= Exercise material =
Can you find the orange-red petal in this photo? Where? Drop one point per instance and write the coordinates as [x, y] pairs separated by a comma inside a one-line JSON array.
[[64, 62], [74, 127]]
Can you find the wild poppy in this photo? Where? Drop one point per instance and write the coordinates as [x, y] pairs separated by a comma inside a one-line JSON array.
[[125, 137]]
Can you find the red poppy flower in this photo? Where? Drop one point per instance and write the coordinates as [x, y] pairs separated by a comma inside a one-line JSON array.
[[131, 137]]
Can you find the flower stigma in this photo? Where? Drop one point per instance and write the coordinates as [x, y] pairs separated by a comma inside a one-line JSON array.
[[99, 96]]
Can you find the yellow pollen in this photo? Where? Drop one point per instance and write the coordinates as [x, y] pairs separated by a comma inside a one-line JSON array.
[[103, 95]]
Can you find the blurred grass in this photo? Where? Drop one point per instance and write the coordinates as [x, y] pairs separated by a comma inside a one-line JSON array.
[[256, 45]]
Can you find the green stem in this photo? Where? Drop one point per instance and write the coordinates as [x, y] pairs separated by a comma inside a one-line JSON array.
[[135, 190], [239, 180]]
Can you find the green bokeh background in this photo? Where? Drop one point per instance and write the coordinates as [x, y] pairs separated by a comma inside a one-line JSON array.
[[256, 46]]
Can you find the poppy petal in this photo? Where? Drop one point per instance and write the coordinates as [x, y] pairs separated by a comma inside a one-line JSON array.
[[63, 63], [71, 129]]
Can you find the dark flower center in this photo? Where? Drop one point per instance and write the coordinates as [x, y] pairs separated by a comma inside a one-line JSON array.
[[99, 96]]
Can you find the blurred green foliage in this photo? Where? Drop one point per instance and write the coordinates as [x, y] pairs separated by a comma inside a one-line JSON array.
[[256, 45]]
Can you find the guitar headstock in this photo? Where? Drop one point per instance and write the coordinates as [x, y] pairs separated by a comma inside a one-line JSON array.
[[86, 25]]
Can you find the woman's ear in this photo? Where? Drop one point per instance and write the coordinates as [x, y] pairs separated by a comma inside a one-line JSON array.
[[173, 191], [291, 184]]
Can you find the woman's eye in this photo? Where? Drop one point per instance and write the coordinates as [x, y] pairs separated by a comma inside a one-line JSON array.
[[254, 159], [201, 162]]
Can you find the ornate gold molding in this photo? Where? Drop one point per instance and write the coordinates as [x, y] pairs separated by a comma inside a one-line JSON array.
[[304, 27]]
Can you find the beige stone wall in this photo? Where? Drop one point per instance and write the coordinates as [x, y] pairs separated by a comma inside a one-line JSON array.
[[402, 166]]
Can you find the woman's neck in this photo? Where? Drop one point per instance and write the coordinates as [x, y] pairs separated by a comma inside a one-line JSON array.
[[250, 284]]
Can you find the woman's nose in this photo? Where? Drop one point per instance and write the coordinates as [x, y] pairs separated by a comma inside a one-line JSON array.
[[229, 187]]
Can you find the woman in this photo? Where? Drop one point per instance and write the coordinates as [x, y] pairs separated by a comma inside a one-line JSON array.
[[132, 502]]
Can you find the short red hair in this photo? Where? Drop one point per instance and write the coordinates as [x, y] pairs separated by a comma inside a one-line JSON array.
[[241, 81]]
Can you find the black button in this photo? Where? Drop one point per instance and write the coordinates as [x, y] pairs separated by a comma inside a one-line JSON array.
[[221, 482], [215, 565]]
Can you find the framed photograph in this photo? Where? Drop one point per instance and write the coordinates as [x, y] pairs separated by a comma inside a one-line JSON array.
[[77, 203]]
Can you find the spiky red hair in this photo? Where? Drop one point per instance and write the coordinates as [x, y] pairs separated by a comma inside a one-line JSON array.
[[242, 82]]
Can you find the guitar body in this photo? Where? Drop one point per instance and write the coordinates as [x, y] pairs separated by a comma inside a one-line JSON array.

= Aim =
Copy the data from the line with "Can you find the green bokeh" up to and including the line with "[[63, 63], [71, 129]]", putting "red petal" in place of "poppy petal" and changing nothing else.

= Answer to the problem =
Can you find the green bokeh background in this photo? Where? Drop one point per instance and write the coordinates as [x, y] pairs separated by a comma inside a one-line JSON array.
[[256, 46]]
Can you find the red petal in this photo? Where? Drop one point per instance and write the coordinates as [x, y] pairs separated by a comma inside a one-line JSON array.
[[63, 63], [71, 129]]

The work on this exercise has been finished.